» Extrait du document:
'''

Compte-rendu critique et analyse
La Haine des fonctionnaires est une enquête sociologique fouillée parue aux Éditions Amsterdam en 2024. Cette enquête, dont nous proposons de rendre compte, est une entreprise de destruction. Destruction des lieux communs, des idées reçues, des violences et des stéréotypes prononcés à l’encontre des fonctionnaires. Contre le mythe du secrétaire planqué, de l’infirmière malade, du prof pantouflard, de l’administrative rigide, Julie Gervais, Claire Lemercier et Willy Pelletier nous montrent des travailleurs et des travailleuses souvent fatigués et déconsidérés mais dévoués à leur tâche.
Dans le même temps, l’essai n’est pas naïf, il expose la haine produite dans les discours, celle des dominants soucieux de démanteler la fonction publique, mais aussi celle des usagers, issus ou non des classes populaires, disqualifiant le travail d’individus qui ne gagnent parfois qu’un peu plus du SMIC ou dont le salaire n’est pas négociable. Si le livre concerne le contexte français, de nombreux constats et analyses peuvent être étendus aux différents États d’Europe occidentale, dont la Belgique. Le projet de déconstruction du statut de fonctionnaire par le nouveau gouvernement MR-Engagés (2024) en est une illustration. Comme nous le verrons, d’autres observations à propos du champ politique français mériteraient quant à elles une enquête complémentaire afin de montrer la singularité du contexte belge.
Une diversité derrière l’étiquette
Parler « des » fonctionnaires présuppose qu’ils et elles forment un groupe homogène. Or, l’ouvrage démontre qu’il existe une extrême diversité dissimulée derrière un terme très vague et fourre-tout. Cette diversité va des travailleurs des classes populaires (aides-soignantes, ouvrières de voirie, égoutiers, policiers, jardiniers, agents pénitentiaires…) en passant par la petite-bourgeoisie (enseignantes, administratifs, médecins, inspectrices de l’agriculture, chercheuses…) et jusqu’à une noblesse d’État (hauts fonctionnaires). En ce qui concerne cette « noblesse d’État », la formule est typiquement française. Elle s’applique nettement moins facilement au contexte belge qui souffre certes lui aussi, mais à sa manière, de mécanismes de reproduction sociale. Le système des concours et des hautes écoles est une singularité française. En revanche, les multiples va-et-vient entre fonction publique et secteur privé opérés par une élite de fonctionnaires devenus gestionnaires (diplômés des « business school ») s’appliquent aux autres États nationaux.

'''

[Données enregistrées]
'''

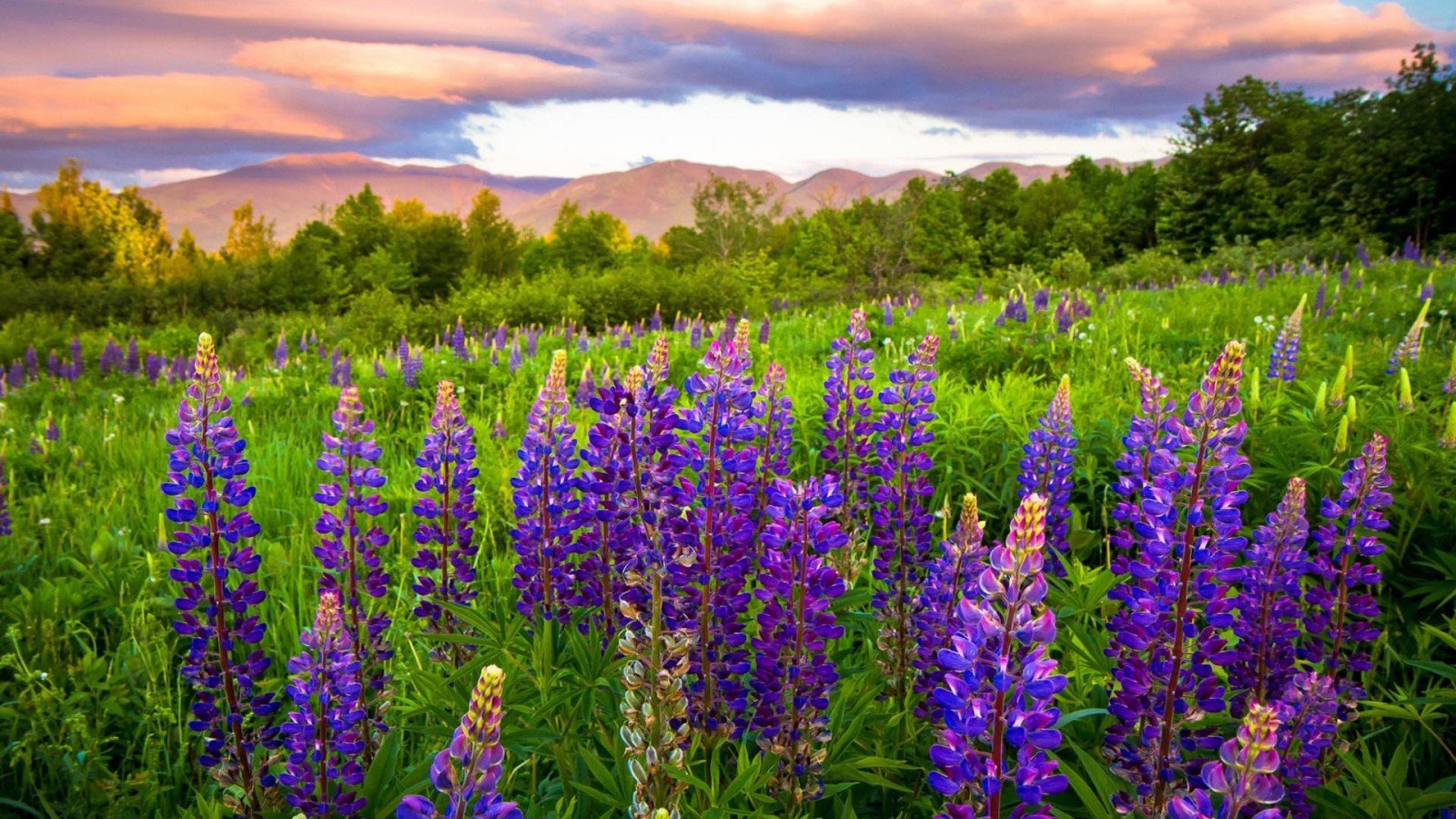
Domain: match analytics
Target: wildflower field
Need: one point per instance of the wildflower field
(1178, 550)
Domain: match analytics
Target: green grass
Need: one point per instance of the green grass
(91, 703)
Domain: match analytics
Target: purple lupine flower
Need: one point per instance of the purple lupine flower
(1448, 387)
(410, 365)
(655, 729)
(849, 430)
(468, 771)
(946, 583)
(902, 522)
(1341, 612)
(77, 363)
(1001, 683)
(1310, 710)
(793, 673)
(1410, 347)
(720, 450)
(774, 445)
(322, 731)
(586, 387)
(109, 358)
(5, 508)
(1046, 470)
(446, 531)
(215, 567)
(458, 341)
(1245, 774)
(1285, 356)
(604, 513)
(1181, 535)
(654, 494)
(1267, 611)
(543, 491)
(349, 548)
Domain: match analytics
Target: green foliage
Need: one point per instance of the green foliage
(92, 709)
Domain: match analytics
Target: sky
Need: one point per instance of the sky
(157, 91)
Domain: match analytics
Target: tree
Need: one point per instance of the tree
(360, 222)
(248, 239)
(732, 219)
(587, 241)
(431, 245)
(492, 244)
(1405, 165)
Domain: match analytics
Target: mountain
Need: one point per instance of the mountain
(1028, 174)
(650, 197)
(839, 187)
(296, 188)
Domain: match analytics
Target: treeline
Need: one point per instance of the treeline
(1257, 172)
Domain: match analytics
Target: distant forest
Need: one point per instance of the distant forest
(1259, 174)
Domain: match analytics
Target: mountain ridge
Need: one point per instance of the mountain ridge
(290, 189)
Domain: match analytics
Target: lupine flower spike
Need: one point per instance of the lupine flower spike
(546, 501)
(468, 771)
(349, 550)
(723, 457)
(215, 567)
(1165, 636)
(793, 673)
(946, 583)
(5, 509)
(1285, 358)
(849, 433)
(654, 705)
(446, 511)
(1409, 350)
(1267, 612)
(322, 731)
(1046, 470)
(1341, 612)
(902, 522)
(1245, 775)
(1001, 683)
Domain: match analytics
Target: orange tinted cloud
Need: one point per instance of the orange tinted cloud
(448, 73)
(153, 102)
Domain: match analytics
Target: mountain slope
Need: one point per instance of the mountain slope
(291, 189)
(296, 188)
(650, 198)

'''

Recopiez fidèlement le passage du compte-rendu qui commence par « Compte-rendu critique et » et se termine par « à leur tâche. ». Les items n'ont aucun rôle à jouer ici.

» Réponse ci-dessous:
Compte-rendu critique et analyse
La Haine des fonctionnaires est une enquête sociologique fouillée parue aux Éditions Amsterdam en 2024. Cette enquête, dont nous proposons de rendre compte, est une entreprise de destruction. Destruction des lieux communs, des idées reçues, des violences et des stéréotypes prononcés à l’encontre des fonctionnaires. Contre le mythe du secrétaire planqué, de l’infirmière malade, du prof pantouflard, de l’administrative rigide, Julie Gervais, Claire Lemercier et Willy Pelletier nous montrent des travailleurs et des travailleuses souvent fatigués et déconsidérés mais dévoués à leur tâche.